How to complete this task: Track down every line below that holds "scattered" and copy it.

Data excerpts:
◇ ◇ ◇ ◇
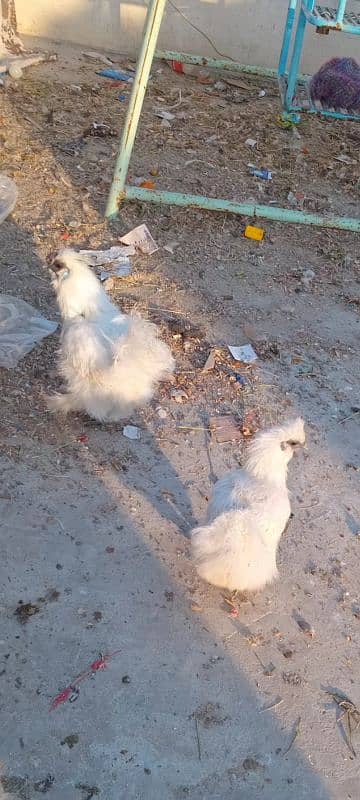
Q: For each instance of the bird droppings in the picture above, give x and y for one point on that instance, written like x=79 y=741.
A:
x=44 y=785
x=87 y=791
x=210 y=714
x=24 y=611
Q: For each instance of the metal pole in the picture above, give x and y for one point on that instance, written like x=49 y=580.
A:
x=290 y=20
x=274 y=213
x=150 y=36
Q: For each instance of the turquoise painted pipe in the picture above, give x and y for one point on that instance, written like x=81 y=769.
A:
x=274 y=213
x=215 y=63
x=150 y=36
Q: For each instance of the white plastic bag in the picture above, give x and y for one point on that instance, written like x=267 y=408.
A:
x=8 y=196
x=21 y=327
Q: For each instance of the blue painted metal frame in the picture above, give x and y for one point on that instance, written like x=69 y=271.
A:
x=290 y=81
x=120 y=191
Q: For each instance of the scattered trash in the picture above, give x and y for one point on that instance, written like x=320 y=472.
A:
x=141 y=239
x=163 y=114
x=72 y=691
x=131 y=432
x=264 y=174
x=304 y=626
x=307 y=277
x=296 y=199
x=8 y=196
x=293 y=736
x=71 y=740
x=210 y=361
x=292 y=678
x=245 y=353
x=100 y=130
x=115 y=74
x=115 y=261
x=179 y=395
x=350 y=711
x=202 y=75
x=251 y=232
x=225 y=428
x=344 y=159
x=93 y=55
x=21 y=328
x=171 y=247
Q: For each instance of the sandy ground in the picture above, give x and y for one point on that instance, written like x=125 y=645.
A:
x=199 y=702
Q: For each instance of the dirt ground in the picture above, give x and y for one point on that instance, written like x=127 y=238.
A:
x=202 y=701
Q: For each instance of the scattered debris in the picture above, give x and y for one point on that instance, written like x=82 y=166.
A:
x=307 y=277
x=210 y=361
x=100 y=130
x=292 y=678
x=21 y=328
x=251 y=232
x=264 y=174
x=171 y=247
x=179 y=395
x=350 y=712
x=304 y=626
x=293 y=736
x=115 y=74
x=72 y=691
x=225 y=428
x=141 y=239
x=131 y=432
x=93 y=55
x=163 y=114
x=115 y=260
x=71 y=740
x=245 y=353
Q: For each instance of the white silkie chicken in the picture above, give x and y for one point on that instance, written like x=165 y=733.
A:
x=111 y=362
x=247 y=513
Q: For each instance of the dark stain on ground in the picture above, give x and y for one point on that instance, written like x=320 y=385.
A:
x=88 y=791
x=24 y=611
x=20 y=788
x=70 y=740
x=210 y=714
x=44 y=785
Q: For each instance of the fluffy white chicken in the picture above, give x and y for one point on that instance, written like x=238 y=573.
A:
x=247 y=513
x=111 y=362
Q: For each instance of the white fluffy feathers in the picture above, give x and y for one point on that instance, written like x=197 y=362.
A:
x=247 y=514
x=111 y=362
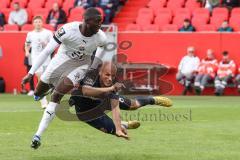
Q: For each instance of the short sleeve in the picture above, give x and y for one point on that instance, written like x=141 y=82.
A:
x=60 y=34
x=28 y=39
x=102 y=39
x=90 y=78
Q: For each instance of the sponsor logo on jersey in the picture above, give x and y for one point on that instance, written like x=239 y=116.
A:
x=60 y=33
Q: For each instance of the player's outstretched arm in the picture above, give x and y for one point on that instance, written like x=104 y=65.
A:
x=51 y=46
x=88 y=90
x=120 y=132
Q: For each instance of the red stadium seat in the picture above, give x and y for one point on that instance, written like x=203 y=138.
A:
x=217 y=21
x=143 y=20
x=201 y=12
x=75 y=18
x=156 y=5
x=50 y=3
x=9 y=27
x=169 y=27
x=124 y=20
x=131 y=14
x=235 y=12
x=77 y=11
x=174 y=4
x=6 y=12
x=206 y=28
x=30 y=15
x=49 y=27
x=220 y=12
x=146 y=12
x=121 y=26
x=59 y=26
x=23 y=3
x=27 y=27
x=40 y=11
x=133 y=27
x=151 y=27
x=234 y=22
x=198 y=20
x=192 y=5
x=101 y=11
x=4 y=3
x=164 y=11
x=182 y=12
x=161 y=20
x=35 y=4
x=178 y=20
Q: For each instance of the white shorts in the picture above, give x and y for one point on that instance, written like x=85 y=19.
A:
x=41 y=70
x=63 y=66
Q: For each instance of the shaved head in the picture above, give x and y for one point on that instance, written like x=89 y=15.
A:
x=92 y=13
x=107 y=73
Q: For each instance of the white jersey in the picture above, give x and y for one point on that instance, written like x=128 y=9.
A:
x=74 y=44
x=37 y=42
x=189 y=64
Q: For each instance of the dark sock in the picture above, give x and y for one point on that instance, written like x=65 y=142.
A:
x=143 y=101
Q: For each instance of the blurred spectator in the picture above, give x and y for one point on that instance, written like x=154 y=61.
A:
x=209 y=4
x=93 y=3
x=225 y=73
x=56 y=16
x=19 y=16
x=108 y=7
x=206 y=72
x=187 y=26
x=225 y=27
x=238 y=80
x=2 y=20
x=230 y=3
x=187 y=69
x=82 y=3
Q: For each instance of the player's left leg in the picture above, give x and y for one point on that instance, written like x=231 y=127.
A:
x=64 y=85
x=138 y=102
x=238 y=82
x=105 y=124
x=43 y=101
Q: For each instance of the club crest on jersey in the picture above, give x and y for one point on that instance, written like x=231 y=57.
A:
x=60 y=32
x=81 y=48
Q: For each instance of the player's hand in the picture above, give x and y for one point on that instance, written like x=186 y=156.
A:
x=122 y=133
x=27 y=78
x=118 y=86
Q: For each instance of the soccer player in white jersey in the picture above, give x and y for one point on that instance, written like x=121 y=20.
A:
x=77 y=43
x=37 y=41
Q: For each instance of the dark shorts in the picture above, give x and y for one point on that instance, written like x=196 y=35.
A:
x=92 y=111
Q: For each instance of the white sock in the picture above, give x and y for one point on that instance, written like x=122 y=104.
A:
x=44 y=102
x=48 y=116
x=124 y=124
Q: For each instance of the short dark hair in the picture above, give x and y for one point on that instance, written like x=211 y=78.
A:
x=187 y=20
x=37 y=17
x=91 y=13
x=225 y=53
x=16 y=3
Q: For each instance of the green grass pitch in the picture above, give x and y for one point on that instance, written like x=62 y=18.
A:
x=195 y=128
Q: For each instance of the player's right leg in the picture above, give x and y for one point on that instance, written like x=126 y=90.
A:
◇ ◇ ◇ ◇
Answer to this exercise:
Q: For each instance of the scattered trash in the picture above, give x and y for one point on that instance, written like x=320 y=472.
Q: For each instance of the scattered debris in the picture above, give x and y for one point on that instance, written like x=82 y=166.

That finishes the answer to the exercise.